• [EXCERPT]
- OpenAI’s VP and head of the ChatGPT app, Nick Turley, announced that ChatGPT is on track to reach 700 million weekly active users.
- OpenAI is also seeing huge revenue growth, surging from $10 billion in June to $13 billion in July in annual recurring revenue.
- Apart from that, OpenAI has introduced break reminders in ChatGPT to encourage shorter chat sessions.
ChatGPT is seeing explosive growth, and it’s close to reaching 700 million active users per week. Nick Turley, OpenAI’s VP and head of the ChatGPT app, announced the milestone on X: “This week, ChatGPT is on track to reach 700M weekly active users — up from 500M at the end of March and 4× since last year.”
The surge in ChatGPT’s user growth is largely attributed to GPT-4o’s image generation feature that led to the viral Ghibli trend earlier in April. With the upcoming GPT-5 release, ChatGPT is expected to gain even more users in the coming months. As for Google Gemini, CEO Sundar Pichai recently tweeted that Gemini has over 450 million monthly active users.

Records from a dataset:

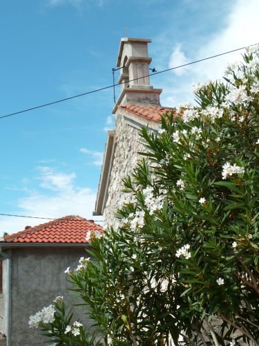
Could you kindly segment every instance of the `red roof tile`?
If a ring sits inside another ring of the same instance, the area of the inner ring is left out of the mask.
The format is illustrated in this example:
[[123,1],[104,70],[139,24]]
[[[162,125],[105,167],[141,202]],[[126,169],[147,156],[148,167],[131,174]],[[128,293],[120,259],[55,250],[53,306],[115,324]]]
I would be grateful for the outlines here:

• [EXERCISE BRIEF]
Decide whether each statement below agrees with the article on ChatGPT's growth, answering yes or no and quoting the words of the article that settle it.
1. ChatGPT had 500 million weekly active users at the end of March.
2. Google Gemini has over 450 million weekly active users.
3. OpenAI's annual recurring revenue was $13 billion in June.

• [FINISHED EXERCISE]
1. Yes: "up from 500M at the end of March"
2. No: "Gemini has over 450 million monthly active users"
3. No: "surging from $10 billion in June to $13 billion in July in annual recurring revenue"